GOAL: Below is a listing to write out in full, exactly as given, without its pictures.

INFORMATION SHOWN:
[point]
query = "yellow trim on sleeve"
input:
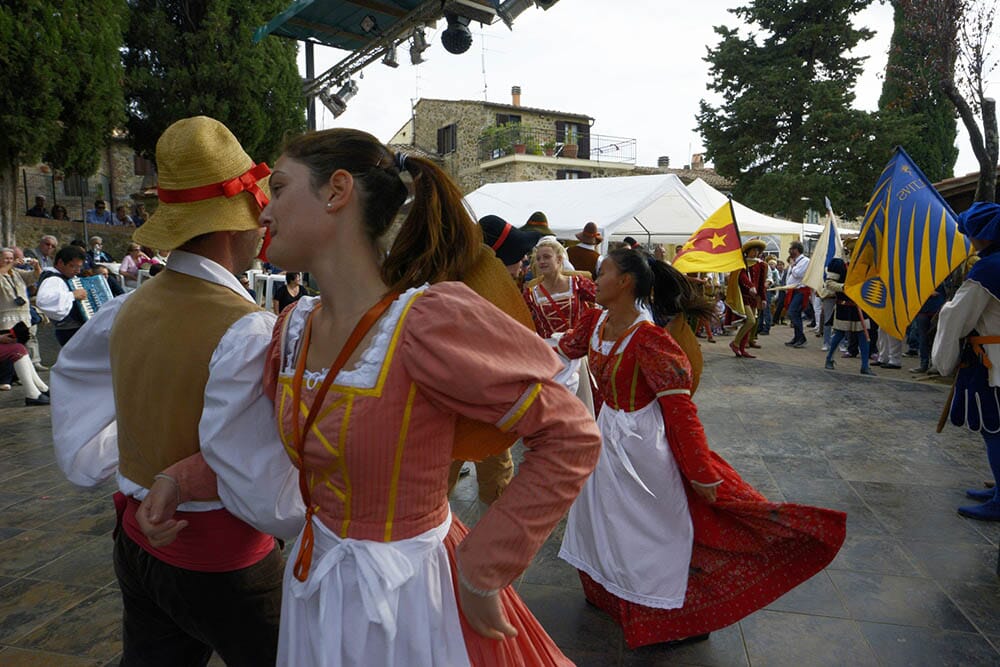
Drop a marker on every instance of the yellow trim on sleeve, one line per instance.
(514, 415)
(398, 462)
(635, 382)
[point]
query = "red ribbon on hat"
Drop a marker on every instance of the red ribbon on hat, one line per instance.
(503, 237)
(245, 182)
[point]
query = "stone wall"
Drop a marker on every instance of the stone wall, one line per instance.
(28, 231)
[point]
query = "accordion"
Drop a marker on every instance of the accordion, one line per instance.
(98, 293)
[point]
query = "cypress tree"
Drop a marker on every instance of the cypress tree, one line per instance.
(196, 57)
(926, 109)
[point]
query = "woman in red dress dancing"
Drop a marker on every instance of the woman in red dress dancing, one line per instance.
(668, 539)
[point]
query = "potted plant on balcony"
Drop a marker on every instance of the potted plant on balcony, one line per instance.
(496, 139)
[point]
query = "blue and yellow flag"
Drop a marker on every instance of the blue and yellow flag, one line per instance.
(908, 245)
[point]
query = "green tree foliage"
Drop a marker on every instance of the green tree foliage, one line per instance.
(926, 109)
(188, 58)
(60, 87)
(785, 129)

ANSWER TO THIS PROBLEM:
[point]
query = "yellow trim on sleeve"
input:
Drop a marker on every instance of the yellow trim on sleeve, one line per instance.
(514, 415)
(398, 462)
(635, 382)
[point]
query = "red ribbon on hat"
Drop a marker on every instance of the red ribbon on hat, one line per instance.
(503, 237)
(245, 182)
[point]
query = "stone wall"
Drop a marker on every instance of the stone wall, one line per instance.
(28, 231)
[point]
query = "accordion"
Drop a marker on every instance of the accordion, one line per instance.
(98, 293)
[point]
query = "cypress tree"
Drop a marker on every instance of the cypress tree, one line per instance.
(196, 57)
(926, 109)
[point]
query = "woman in red dress dancing"
Drop a marker on every instance of the woman in red dress dancing, one line per instance.
(668, 539)
[point]
query = "potted plant on balcony"
Drop a marker on every instance of the potted plant on balcony, one line per instance.
(496, 139)
[point]
query = "blue and yellow flag"
Drop a marker on every instance of the blue and yellow flag, one line per instance.
(908, 245)
[point]
query = "green tree foliage"
Drop a marker on every instance of the green tree foliage, one line per instance.
(926, 109)
(188, 58)
(60, 87)
(785, 129)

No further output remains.